Article
+===+

James MacLean wrote:
David Sommerseth wrote:
James MacLean wrote:
Hi Folks,
I have parsed around a bit but have not come up with a solid
suggestion to increase performance in the following environment :
. +150 clients always on, always via COAX modem 15Mb/s down 1.5Mb/s up.
. OpenVPN-2.0.9 and 2.1rc13 tested, setup as single server
. Server Kernel 2.6.25.4
. Server 64bit
. Server CPU % rarely goes above 30
. Server is fed over a 10G link
Currently we get what appears to be only between 5 and 6 MB/s average
using this setup.
If only activity is over a single tunnel we can get the expected max
(about 14Mb/s to the remote site) for the COAX sites. Once traffic
builds during the day, that number drops.
We know if we hit it locally we can get 160Mb/s. We know if we do hit
it locally and are getting the 160Mb/s that the COAX tunnels do
suffer. Starting by almost 1/2 of their normal throughput tunnel
speed of almost 14Mb/s.
So in my small mind, I am thinking we are seeing around 48Mb/s
(6MB/s*8) used, but that we should be able to get over 150Mb/s. CPU
isn't hurting. Almost feels like there is a governor slowing down the
traffic :).
Important settings from latest config :
verb 1
dev tap
tun-mtu 1500
tun-mtu-extra 32
mssfix 1468
proto udp
ca SSCert.pem
cert servercert.pem
key serverkey.pem
dh dh1024.pem
tls-auth ./tlspass
keepalive 30 63
ping-timer-rem
persist-tun 1
persist-key 1
cipher none
tcp-queue-limit 4096
sndbuf 131072
rcvbuf 131072
Anyone have any words of wisdom :) ?

+===+

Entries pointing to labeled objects
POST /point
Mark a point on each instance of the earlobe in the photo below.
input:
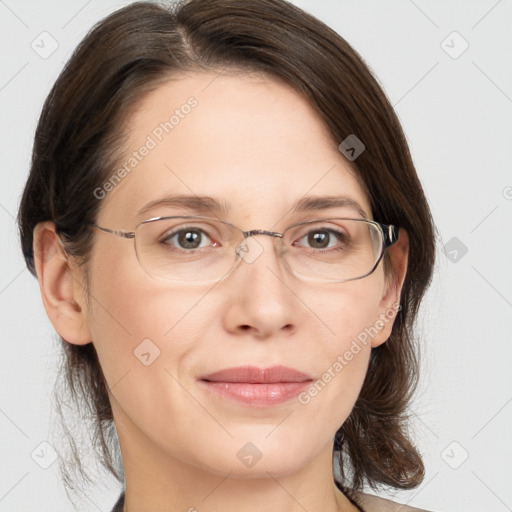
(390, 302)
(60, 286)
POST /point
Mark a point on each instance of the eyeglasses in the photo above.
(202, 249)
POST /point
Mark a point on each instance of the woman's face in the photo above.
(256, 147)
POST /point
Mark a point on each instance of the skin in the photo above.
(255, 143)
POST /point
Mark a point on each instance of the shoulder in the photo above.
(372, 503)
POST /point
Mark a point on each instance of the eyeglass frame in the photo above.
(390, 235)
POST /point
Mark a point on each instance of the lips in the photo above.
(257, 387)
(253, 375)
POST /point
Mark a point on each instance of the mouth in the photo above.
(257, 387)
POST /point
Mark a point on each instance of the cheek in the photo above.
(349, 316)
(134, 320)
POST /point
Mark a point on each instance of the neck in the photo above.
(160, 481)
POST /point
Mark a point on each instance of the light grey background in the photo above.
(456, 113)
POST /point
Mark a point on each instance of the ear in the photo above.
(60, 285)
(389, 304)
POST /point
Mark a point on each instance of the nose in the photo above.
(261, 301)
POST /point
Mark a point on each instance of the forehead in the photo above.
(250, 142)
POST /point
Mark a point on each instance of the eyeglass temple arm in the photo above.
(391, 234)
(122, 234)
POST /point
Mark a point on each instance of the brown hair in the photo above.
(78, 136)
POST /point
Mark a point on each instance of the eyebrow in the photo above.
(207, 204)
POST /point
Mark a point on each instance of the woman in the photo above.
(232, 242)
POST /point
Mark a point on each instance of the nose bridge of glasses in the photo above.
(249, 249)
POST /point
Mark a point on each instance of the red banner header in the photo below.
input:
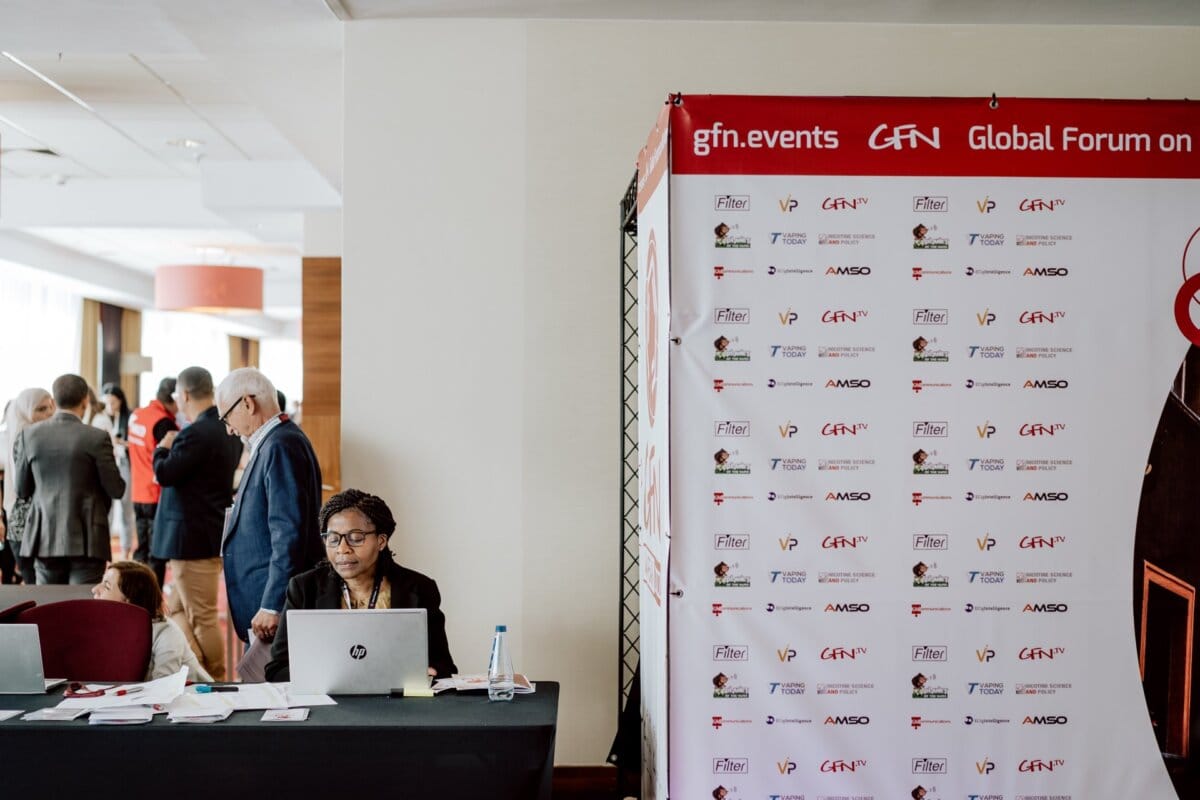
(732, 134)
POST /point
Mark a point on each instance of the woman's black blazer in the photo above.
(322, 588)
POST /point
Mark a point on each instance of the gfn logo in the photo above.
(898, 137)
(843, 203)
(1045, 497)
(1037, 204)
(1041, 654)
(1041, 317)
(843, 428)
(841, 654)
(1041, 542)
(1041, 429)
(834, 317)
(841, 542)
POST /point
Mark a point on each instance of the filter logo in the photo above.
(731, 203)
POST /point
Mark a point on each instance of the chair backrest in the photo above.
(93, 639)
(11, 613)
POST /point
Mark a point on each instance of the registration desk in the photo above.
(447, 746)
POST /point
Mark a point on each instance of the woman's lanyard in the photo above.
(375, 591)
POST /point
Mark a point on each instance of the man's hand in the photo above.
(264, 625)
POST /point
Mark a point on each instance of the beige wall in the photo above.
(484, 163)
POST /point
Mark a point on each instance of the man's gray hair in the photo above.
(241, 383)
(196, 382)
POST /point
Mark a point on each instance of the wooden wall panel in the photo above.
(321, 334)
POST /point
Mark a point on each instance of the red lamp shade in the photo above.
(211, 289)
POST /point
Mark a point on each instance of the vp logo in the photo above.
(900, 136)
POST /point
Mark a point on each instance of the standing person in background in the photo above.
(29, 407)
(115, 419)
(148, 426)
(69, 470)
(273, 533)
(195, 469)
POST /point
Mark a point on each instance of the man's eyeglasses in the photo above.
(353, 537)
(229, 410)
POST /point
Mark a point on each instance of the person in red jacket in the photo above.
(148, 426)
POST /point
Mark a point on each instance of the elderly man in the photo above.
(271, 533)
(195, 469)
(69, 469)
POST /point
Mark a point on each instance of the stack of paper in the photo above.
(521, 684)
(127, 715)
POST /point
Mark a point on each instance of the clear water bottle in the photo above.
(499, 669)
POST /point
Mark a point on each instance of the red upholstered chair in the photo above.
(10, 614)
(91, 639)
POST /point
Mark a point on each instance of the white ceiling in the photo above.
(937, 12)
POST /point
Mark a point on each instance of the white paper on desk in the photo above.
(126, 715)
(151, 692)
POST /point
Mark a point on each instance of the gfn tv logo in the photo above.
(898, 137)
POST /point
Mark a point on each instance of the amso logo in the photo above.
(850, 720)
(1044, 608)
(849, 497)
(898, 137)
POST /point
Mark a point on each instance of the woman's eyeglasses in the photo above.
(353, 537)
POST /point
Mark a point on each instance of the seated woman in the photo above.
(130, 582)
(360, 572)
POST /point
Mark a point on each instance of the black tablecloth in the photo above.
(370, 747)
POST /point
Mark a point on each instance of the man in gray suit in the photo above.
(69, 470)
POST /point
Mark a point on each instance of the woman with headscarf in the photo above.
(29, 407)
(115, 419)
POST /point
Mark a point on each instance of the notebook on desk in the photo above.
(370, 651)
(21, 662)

+===+

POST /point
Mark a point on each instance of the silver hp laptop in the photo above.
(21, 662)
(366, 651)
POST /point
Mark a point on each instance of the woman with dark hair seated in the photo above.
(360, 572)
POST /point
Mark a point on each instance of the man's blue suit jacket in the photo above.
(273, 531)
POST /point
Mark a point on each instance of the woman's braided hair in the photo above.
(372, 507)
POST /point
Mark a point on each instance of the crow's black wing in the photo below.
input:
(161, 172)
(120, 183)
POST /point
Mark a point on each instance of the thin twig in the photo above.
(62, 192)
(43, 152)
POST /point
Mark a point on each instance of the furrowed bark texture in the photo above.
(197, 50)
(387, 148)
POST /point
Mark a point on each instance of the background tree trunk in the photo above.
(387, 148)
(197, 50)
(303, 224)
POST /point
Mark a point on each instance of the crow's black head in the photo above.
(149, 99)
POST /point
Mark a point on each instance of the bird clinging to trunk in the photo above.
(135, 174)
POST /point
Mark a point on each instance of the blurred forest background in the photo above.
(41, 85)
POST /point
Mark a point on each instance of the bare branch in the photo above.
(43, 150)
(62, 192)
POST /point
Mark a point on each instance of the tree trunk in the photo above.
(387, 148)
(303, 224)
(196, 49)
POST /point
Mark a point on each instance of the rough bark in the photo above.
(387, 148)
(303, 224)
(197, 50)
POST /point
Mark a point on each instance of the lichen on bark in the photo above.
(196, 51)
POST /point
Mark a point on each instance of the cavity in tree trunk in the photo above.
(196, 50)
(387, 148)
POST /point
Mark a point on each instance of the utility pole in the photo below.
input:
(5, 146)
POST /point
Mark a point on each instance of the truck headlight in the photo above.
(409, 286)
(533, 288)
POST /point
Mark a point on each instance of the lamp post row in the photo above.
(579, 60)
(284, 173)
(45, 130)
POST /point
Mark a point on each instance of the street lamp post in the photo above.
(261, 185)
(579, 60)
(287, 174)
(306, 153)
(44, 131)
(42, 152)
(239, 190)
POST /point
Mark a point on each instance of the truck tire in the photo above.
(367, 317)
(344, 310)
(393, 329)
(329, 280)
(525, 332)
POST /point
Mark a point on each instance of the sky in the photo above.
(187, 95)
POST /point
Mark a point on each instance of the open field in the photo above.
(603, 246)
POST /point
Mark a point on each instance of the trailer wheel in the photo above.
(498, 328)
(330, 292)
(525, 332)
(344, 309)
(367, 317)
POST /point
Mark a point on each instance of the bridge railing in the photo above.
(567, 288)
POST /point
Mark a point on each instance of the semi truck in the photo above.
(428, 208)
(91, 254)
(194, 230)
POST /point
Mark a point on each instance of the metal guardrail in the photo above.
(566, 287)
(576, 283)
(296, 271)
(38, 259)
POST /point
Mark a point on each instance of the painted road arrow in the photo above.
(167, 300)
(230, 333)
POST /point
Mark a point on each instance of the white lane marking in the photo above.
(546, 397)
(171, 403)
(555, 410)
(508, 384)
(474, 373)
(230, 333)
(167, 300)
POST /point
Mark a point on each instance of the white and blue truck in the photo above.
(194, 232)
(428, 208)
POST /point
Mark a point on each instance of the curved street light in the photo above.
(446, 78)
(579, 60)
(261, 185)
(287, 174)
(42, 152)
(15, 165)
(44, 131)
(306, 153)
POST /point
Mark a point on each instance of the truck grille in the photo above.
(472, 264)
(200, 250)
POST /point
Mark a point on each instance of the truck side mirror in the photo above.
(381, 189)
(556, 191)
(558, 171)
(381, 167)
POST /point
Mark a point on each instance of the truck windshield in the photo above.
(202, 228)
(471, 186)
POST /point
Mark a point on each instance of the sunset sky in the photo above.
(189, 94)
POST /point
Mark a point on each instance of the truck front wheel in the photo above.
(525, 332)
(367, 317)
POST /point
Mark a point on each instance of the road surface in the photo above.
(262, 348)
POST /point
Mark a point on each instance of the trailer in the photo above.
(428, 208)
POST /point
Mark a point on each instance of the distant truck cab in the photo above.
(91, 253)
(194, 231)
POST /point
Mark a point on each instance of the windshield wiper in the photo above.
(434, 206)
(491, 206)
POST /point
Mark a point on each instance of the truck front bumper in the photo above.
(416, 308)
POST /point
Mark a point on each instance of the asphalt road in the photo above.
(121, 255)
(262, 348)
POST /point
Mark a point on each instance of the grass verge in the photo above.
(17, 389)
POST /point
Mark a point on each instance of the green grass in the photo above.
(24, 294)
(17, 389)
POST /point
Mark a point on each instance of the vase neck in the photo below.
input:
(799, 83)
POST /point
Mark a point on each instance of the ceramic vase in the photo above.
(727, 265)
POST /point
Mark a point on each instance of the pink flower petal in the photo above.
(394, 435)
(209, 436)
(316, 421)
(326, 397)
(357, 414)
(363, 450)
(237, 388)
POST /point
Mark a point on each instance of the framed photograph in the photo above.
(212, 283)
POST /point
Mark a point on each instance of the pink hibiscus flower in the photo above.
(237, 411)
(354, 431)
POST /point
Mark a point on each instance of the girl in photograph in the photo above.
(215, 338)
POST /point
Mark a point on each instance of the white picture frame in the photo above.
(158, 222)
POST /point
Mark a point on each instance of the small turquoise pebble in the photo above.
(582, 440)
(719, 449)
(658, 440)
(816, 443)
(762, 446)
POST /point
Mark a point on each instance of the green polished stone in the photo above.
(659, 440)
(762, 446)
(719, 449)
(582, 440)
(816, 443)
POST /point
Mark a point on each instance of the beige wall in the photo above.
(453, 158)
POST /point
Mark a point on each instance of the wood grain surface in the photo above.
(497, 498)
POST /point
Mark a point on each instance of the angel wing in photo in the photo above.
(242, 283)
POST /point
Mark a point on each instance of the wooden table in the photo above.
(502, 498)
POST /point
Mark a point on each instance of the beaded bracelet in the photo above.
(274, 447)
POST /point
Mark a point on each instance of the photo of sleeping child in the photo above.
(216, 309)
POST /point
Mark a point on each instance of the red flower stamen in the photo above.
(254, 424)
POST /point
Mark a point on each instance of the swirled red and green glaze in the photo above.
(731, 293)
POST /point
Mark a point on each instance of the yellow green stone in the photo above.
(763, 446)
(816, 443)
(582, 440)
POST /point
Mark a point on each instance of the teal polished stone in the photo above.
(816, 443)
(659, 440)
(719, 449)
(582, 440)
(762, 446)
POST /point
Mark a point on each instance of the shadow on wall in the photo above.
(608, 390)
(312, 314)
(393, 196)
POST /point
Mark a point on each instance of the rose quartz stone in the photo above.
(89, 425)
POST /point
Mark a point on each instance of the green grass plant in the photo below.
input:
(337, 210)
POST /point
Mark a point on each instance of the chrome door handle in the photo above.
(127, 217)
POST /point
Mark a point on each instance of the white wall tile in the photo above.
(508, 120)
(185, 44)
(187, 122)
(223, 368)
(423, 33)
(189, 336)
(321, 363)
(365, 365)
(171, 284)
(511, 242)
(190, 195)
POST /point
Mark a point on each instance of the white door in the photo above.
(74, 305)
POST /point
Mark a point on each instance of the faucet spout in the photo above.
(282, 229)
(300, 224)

+===+

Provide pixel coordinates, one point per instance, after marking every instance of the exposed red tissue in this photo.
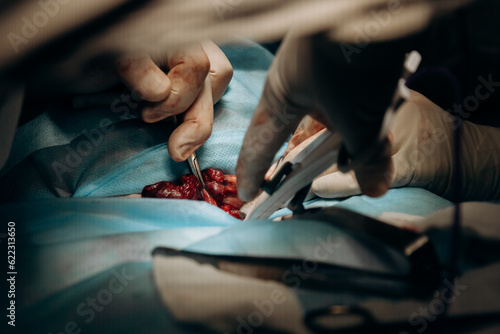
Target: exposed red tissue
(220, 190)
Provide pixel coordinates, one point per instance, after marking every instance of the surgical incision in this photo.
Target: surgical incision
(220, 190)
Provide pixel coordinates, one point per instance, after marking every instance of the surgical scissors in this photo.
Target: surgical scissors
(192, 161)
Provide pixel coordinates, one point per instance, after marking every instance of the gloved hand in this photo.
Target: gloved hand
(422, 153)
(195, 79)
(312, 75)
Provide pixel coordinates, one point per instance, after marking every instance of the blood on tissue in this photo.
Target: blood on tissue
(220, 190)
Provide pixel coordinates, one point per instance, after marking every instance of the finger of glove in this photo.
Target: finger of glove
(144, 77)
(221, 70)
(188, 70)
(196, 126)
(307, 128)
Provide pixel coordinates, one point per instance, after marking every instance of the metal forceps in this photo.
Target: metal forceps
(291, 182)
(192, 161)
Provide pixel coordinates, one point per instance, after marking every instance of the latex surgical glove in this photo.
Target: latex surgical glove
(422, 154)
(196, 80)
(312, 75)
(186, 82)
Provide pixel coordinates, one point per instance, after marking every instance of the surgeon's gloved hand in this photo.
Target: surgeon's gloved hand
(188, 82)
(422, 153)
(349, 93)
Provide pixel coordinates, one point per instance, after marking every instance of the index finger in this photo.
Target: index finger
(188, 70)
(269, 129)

+===+

Repeat the stretch of the OpenVPN performance post from "We know if we hit" through "of almost 14Mb/s.", word for word.

We know if we hit it locally we can get 160Mb/s. We know if we do hit
it locally and are getting the 160Mb/s that the COAX tunnels do
suffer. Starting by almost 1/2 of their normal throughput tunnel
speed of almost 14Mb/s.